** start DATA LISTING **
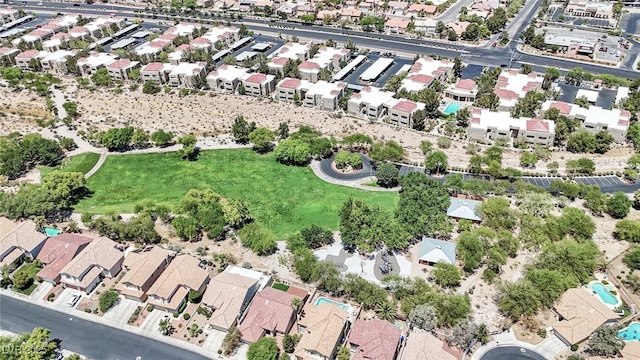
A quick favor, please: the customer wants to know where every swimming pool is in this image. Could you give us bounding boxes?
[618,322,640,341]
[44,227,62,237]
[444,103,460,115]
[590,281,618,305]
[315,297,351,312]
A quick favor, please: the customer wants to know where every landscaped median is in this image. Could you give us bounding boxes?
[75,149,398,238]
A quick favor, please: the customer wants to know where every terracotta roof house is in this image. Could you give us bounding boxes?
[294,303,349,360]
[418,236,456,265]
[60,237,124,293]
[239,287,300,343]
[37,233,93,284]
[201,271,259,331]
[0,221,47,272]
[116,246,175,302]
[553,288,619,346]
[147,255,209,312]
[401,331,462,360]
[348,318,402,360]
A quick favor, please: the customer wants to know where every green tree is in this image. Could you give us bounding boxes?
[249,127,275,154]
[432,263,461,288]
[424,150,448,174]
[376,163,400,188]
[396,172,452,237]
[274,139,311,166]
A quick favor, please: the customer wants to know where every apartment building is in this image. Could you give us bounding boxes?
[467,108,555,146]
[302,80,347,111]
[542,100,631,142]
[207,64,248,93]
[494,69,544,111]
[107,59,140,81]
[242,73,276,96]
[347,86,395,120]
[298,46,349,82]
[276,78,312,103]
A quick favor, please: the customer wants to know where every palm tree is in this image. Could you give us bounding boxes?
[374,300,398,321]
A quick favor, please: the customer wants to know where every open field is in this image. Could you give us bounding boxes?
[76,149,398,239]
[40,153,100,175]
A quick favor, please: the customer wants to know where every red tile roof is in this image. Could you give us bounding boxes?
[245,73,267,84]
[349,318,402,360]
[527,119,549,133]
[393,100,418,113]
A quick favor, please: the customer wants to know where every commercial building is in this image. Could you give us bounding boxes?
[347,86,395,120]
[147,255,209,312]
[542,100,631,142]
[467,108,555,146]
[298,46,349,82]
[207,64,248,93]
[242,73,276,96]
[60,237,124,293]
[302,80,347,111]
[116,246,175,302]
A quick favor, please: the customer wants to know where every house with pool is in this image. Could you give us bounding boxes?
[552,287,619,346]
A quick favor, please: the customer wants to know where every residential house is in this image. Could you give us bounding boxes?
[401,330,462,360]
[60,237,124,293]
[347,86,395,120]
[444,79,478,104]
[14,50,50,70]
[467,108,555,146]
[37,233,93,284]
[40,50,76,74]
[169,61,207,88]
[447,197,482,224]
[400,56,453,93]
[77,52,119,76]
[140,62,175,84]
[494,69,544,111]
[404,4,438,19]
[298,46,350,82]
[302,80,347,111]
[293,303,349,360]
[552,287,619,346]
[107,59,140,80]
[0,221,48,272]
[116,246,175,302]
[276,78,312,103]
[42,33,71,52]
[239,287,300,343]
[207,64,248,93]
[201,269,263,331]
[387,99,425,127]
[418,236,457,265]
[242,73,276,97]
[347,318,402,360]
[147,255,209,312]
[542,100,631,142]
[0,47,20,66]
[384,17,411,34]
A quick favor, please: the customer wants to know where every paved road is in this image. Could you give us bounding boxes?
[0,295,207,360]
[8,0,640,78]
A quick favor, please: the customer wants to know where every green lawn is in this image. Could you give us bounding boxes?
[40,153,100,175]
[75,149,398,239]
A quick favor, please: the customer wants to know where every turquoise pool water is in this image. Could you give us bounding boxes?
[315,297,351,311]
[44,227,62,237]
[591,282,618,305]
[444,103,460,115]
[618,322,640,341]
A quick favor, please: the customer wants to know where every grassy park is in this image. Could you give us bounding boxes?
[40,153,100,175]
[75,149,398,238]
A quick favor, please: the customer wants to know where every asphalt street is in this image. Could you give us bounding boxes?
[8,0,640,78]
[0,295,207,360]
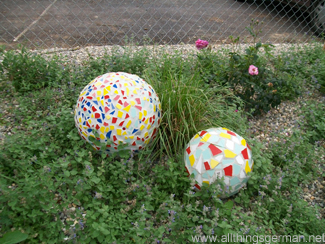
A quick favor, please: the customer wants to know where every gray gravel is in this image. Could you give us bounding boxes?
[0,44,325,235]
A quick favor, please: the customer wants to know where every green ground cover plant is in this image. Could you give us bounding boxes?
[0,37,325,243]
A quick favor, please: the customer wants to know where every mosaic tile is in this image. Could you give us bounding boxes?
[184,128,254,198]
[75,72,161,153]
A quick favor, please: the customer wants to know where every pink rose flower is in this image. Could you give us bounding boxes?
[195,39,209,50]
[248,65,258,75]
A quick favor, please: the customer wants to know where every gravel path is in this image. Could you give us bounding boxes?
[0,44,325,236]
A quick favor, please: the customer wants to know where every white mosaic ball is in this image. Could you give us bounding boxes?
[184,128,254,198]
[74,72,161,153]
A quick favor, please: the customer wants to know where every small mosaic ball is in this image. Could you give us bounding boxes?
[184,128,254,198]
[74,72,161,153]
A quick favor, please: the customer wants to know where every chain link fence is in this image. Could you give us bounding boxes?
[0,0,325,48]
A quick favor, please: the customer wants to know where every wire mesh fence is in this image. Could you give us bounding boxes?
[0,0,325,48]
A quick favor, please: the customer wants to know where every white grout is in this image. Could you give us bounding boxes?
[13,0,57,42]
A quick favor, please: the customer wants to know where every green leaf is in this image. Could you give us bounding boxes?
[0,230,28,244]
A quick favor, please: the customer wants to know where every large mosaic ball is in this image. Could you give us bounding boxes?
[74,72,161,153]
[184,128,254,198]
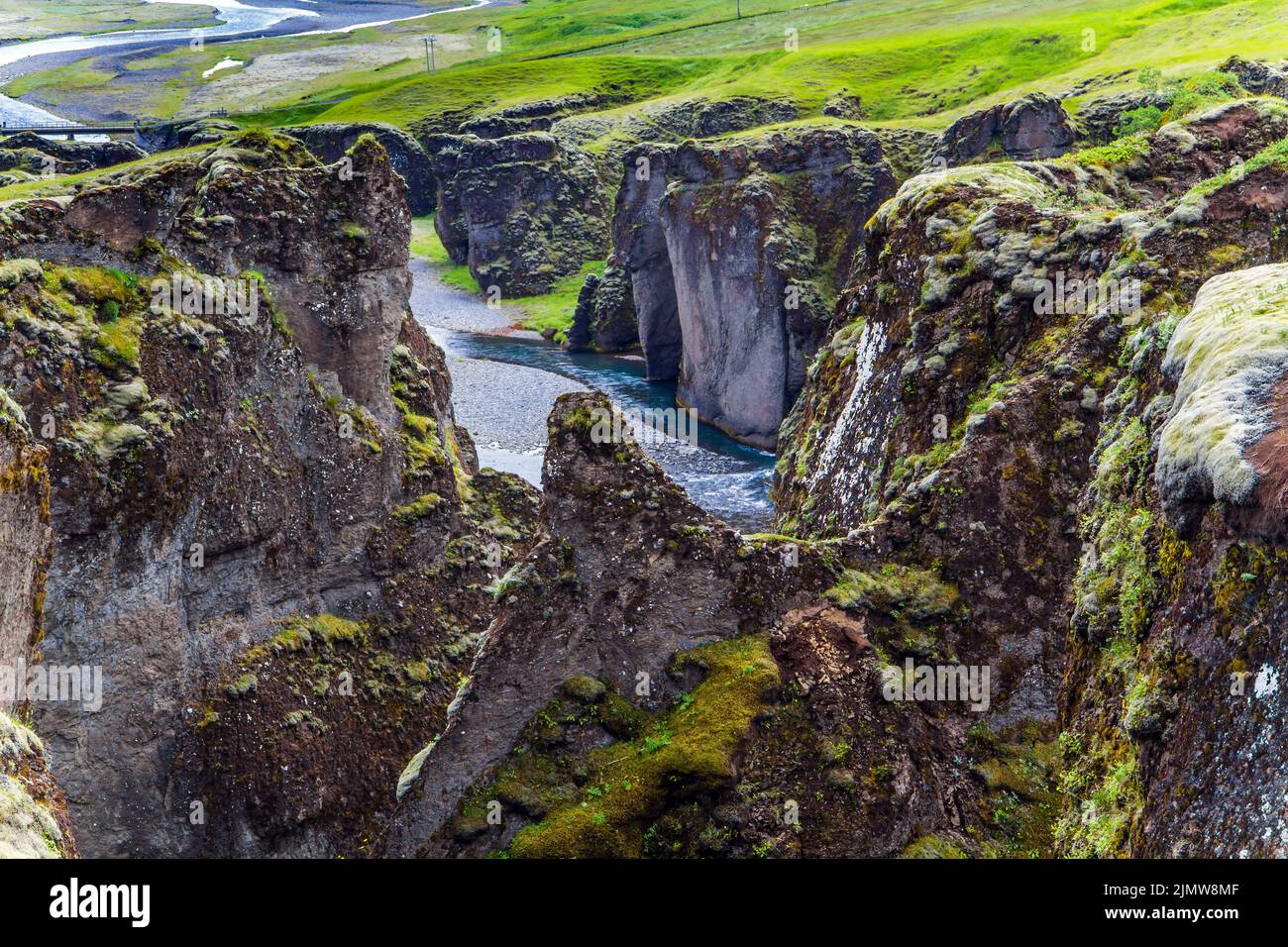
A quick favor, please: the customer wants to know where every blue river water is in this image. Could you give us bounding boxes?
[433,330,774,532]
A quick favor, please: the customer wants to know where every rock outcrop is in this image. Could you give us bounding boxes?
[426,133,608,299]
[0,396,76,860]
[1221,55,1288,99]
[0,127,532,856]
[567,261,640,352]
[284,123,437,217]
[0,132,147,177]
[926,93,1077,170]
[625,129,894,449]
[383,394,825,857]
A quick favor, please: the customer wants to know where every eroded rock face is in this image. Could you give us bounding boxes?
[0,391,51,714]
[0,132,147,176]
[778,99,1288,857]
[926,93,1077,170]
[590,129,894,449]
[428,133,608,299]
[1221,55,1288,98]
[613,145,684,380]
[284,123,435,217]
[1076,89,1171,145]
[568,262,640,352]
[385,393,834,857]
[0,134,532,856]
[661,129,894,449]
[0,399,76,860]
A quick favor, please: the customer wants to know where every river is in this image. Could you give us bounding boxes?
[0,0,774,532]
[0,0,493,124]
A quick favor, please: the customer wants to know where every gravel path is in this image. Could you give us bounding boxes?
[411,261,589,485]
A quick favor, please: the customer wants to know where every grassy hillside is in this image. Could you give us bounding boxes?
[296,0,1288,125]
[5,0,1288,126]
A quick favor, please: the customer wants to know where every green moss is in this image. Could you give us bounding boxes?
[394,493,443,523]
[93,318,143,369]
[1057,132,1150,167]
[494,635,778,858]
[899,835,970,858]
[224,674,259,698]
[827,563,961,622]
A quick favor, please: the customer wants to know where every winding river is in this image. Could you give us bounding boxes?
[0,0,774,532]
[0,0,493,124]
[412,262,774,532]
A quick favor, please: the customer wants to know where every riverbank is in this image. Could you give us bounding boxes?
[411,258,774,532]
[0,0,499,123]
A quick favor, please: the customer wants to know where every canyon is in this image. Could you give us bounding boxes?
[0,0,1288,858]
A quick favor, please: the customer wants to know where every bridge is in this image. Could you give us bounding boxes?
[0,120,158,138]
** end DATA LISTING **
THE PROBLEM:
Copy all of the data above line for line and without alteration, leaving out the images.

ANSWER TO THIS EXERCISE:
A quick favor, please: the customer wants to know where every swimming pool is in this image. Could you give us bounding boxes?
[618,322,640,341]
[44,227,62,237]
[444,103,460,115]
[590,281,618,305]
[315,297,351,312]
A quick favor, please: the customer wants to know where every landscaped median is in this image. Could you give us bounding boxes?
[75,149,398,238]
A quick favor, please: the customer wants to know where every terracotta roof house is in this image. Could you give us bounding boxes?
[294,303,349,360]
[418,236,456,265]
[60,237,124,293]
[239,287,300,343]
[37,233,93,284]
[201,271,259,331]
[0,221,47,272]
[116,246,175,302]
[553,288,619,346]
[147,255,209,312]
[401,331,462,360]
[348,318,402,360]
A quick favor, please: the customer wants to know where every green tree is in this image. Could you give us bounding boxes?
[249,127,275,154]
[432,263,461,288]
[424,150,448,174]
[376,163,400,188]
[396,172,452,237]
[274,139,311,166]
A quick favor, please: the customer wants to know where every apartment building is in this image. Could you give us bounding boxes?
[467,108,555,146]
[302,80,347,111]
[542,100,631,142]
[207,64,248,93]
[494,69,544,111]
[107,59,140,81]
[242,73,276,96]
[347,86,395,120]
[298,46,349,82]
[276,78,312,103]
A quick favor, please: the customer wants to know where every palm tree is in this image. Could you give us bounding boxes?
[374,300,398,321]
A quick favor, please: the customer wants to know where every open field is in this image. Could you give us bounding boxes?
[76,149,398,239]
[40,153,100,175]
A quick favor, please: the customer wants to know where every red tile roof is in this image. Could you give us bounding boxes?
[245,73,267,84]
[349,318,402,360]
[527,119,549,133]
[393,100,418,113]
A quick favor, please: the customer wants to know where every commercial building is in this image. Could you give us bounding boxes?
[347,86,395,120]
[147,255,209,312]
[542,100,631,142]
[467,108,555,146]
[298,46,349,82]
[207,64,248,93]
[242,73,276,96]
[60,237,124,293]
[302,80,347,111]
[116,246,175,302]
A quick favor, please: the customer wants to know where every house with pool is in this image. Could you give us bounding boxes?
[552,287,619,346]
A quick favor, please: the customer wants to know where every residential house is in this image. Could you give us bounding boxes?
[401,330,462,360]
[60,237,124,293]
[347,86,395,120]
[444,79,478,104]
[14,50,50,70]
[467,108,555,146]
[37,233,93,284]
[40,50,76,74]
[169,61,207,88]
[447,197,482,224]
[400,56,453,93]
[77,52,119,76]
[140,62,175,84]
[494,69,544,111]
[404,4,438,19]
[298,46,350,82]
[302,80,347,111]
[293,303,349,360]
[552,287,619,346]
[107,59,140,80]
[0,221,48,272]
[116,246,175,302]
[276,78,312,103]
[42,33,71,52]
[239,287,300,343]
[207,64,248,93]
[201,269,263,331]
[387,99,425,127]
[418,236,457,265]
[242,73,276,97]
[347,318,402,360]
[147,255,209,312]
[542,100,631,142]
[0,47,20,66]
[384,17,411,34]
A quick favor, please: the customer wants to know where every paved road is in this image. Could you give us bounding boxes?
[0,295,207,360]
[8,0,640,78]
A quick favor, please: the customer wants to know where every green lawn is in this image. Could you give us bounding boxes?
[40,153,100,175]
[75,149,398,239]
A quick favor, please: the customer wants to know where every turquoise pool water is in this image. Could you give us bounding boxes?
[315,297,351,311]
[44,227,62,237]
[591,282,618,305]
[444,103,460,115]
[618,322,640,341]
A quick favor, please: the customer wants to know where every grassy park is in this image. Could you give us bounding boxes?
[40,153,100,175]
[75,149,398,238]
A quick favor, please: the customer wants to know where every asphalt street is in this image. Could you give us bounding boxes?
[8,0,640,78]
[0,295,207,360]
A quick favor, please: the customer wants to know where every gray gravel is in this image. Could you give us bounding boxes?
[0,44,325,235]
A quick favor, please: the customer wants to know where every green ground cover plant is in this image. Could you give us bounding boxes?
[0,37,325,243]
A quick favor, please: the customer wants to know where every mosaic tile is in this image. Could you give us bounding boxes?
[184,128,254,198]
[75,72,161,153]
A quick favor, please: the customer wants to know where every pink rose flower is in this image. Could you give us bounding boxes?
[195,39,209,50]
[248,65,258,75]
A quick favor, please: the customer wants to know where every gravel path is in this image. Could you give us bounding boxes?
[0,44,325,236]
A quick favor, please: the customer wants to know where every white mosaic ball is in this image. Could you give us bounding boxes?
[184,128,254,198]
[74,72,161,153]
A quick favor, please: the customer wants to know where every small mosaic ball is in this image. Could you give us bounding boxes?
[184,128,254,198]
[74,72,161,153]
A quick favor, please: the customer wants to know where every chain link fence is in this image. Could you give us bounding boxes?
[0,0,325,48]
A quick favor, please: the customer wants to know where every wire mesh fence is in this image. Could you give us bounding boxes?
[0,0,325,48]
A quick favor, please: the customer wants to know where every white grout is in this image. Could you give us bounding boxes?
[13,0,57,42]
A quick favor, please: the customer wants to know where every green leaf is in this image. Could you give us bounding boxes?
[0,230,28,244]
A quick favor, please: the customer wants to know where every large mosaic ball is in this image. Could you give us bounding boxes?
[74,72,161,153]
[184,128,254,198]
A quick favor, please: the customer wants to know where every blue river water is in this image. Could you give us bounding boxes?
[433,330,774,532]
A quick favor, please: the customer wants to know where every rock outcrop is in this image. Could you give us bounding boxes?
[426,133,608,299]
[0,396,76,860]
[1221,55,1288,99]
[0,127,532,856]
[567,261,640,352]
[284,123,437,217]
[0,132,147,177]
[926,93,1077,170]
[625,129,894,449]
[383,394,825,857]
A quick favor, please: the customer wants to know where every eroded rock face is in this image. Could you give us bounding boxes?
[0,391,51,714]
[0,132,147,176]
[778,99,1288,857]
[926,93,1077,170]
[590,129,894,449]
[428,133,608,299]
[1221,55,1288,98]
[613,145,684,380]
[284,123,435,217]
[1076,89,1171,145]
[568,262,640,352]
[385,393,834,857]
[0,134,532,856]
[661,129,894,449]
[0,399,76,860]
A quick favor, please: the customer wants to know where every river is in this image. Could you give us bounding boxes?
[0,0,774,532]
[0,0,493,124]
A quick favor, please: the customer wants to know where every gravel path is in this image. Could you give us bounding boxes?
[411,261,589,485]
A quick favor, please: the customer wants to know where every grassy hillside is in this image. Could you give us bounding boxes?
[296,0,1288,125]
[5,0,1288,126]
A quick favor, please: the customer wants to know where every green moss is in this image. Could you give us bounding boxes?
[394,493,443,523]
[93,318,143,369]
[1057,132,1150,167]
[494,635,778,858]
[899,835,970,858]
[224,674,259,698]
[827,563,961,622]
A quick favor, please: the customer wants to know where every winding river is in this image. Could you give us bounding boxes?
[0,0,774,532]
[0,0,493,124]
[412,262,774,532]
A quick favor, please: the customer wants to know where every riverbank is in this image. Could you give us bounding boxes?
[411,258,774,532]
[0,0,499,123]
A quick favor, please: the customer wants to know where every canyon is in this image. Could you give us bounding boxes?
[0,0,1288,858]
A quick favor, please: the customer wants to know where every bridge is in this image. Could you give us bounding boxes?
[0,120,158,138]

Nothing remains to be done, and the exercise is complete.